Kurze Aufgabe 1 -
Wandle alle Zeilen der Datensätze in eine nummerierte Liste um und lass dabei die Leerzeilen weg.

=====

Ein Mensch beschließt, der sonstigen kulturellen Ödnis zu entkommen und ersteht ein Abonnement des Radio-Sinfonieorchesters Saarbrücken, dessen Qualität ihm aus Radiosendungen bekannt ist. Er wundert sich, wie leicht ihm das Abonnieren gelingt. Bei der Qualität des Orchesters, welches im weiten Umkreis seinesgleichen sucht, hatte er eine jahrelange Wartezeit einkalkuliert. Allerdings findet er sich bei der ersten Matinee im Rücken der Kontrabassgruppe wieder. Er bewundert die eleganten Bewegungen und den wunderbar homogenen Klang dieser Gruppe, genießt auch die eleganten Dirigate von Marcello Viotti, hätte aber doch gern mehr vom Rest des Orchesters gesehen und gehört. Also arbeitet er sich Saison für Saison weiter in die Mitte des Parketts vor.

=====

Kurze Aufgabe 2 -
Wo findet sich der Mensch im Text über das Orchesterabonnement bei der ersten Matinee wieder?

[Zeigeeinträge zu benannten Objekten]
=====

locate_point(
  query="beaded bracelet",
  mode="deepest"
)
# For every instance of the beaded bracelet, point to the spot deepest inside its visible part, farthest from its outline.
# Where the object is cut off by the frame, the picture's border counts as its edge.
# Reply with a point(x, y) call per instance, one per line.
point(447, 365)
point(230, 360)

=====

Richtige Antwort 1 -
1. locate_point(
2.   query="beaded bracelet",
3.   mode="deepest"
4. )
5. # For every instance of the beaded bracelet, point to the spot deepest inside its visible part, farthest from its outline.
6. # Where the object is cut off by the frame, the picture's border counts as its edge.
7. # Reply with a point(x, y) call per instance, one per line.
8. point(447, 365)
9. point(230, 360)

Richtige Antwort 2 -
Im Rücken der Kontrabassgruppe.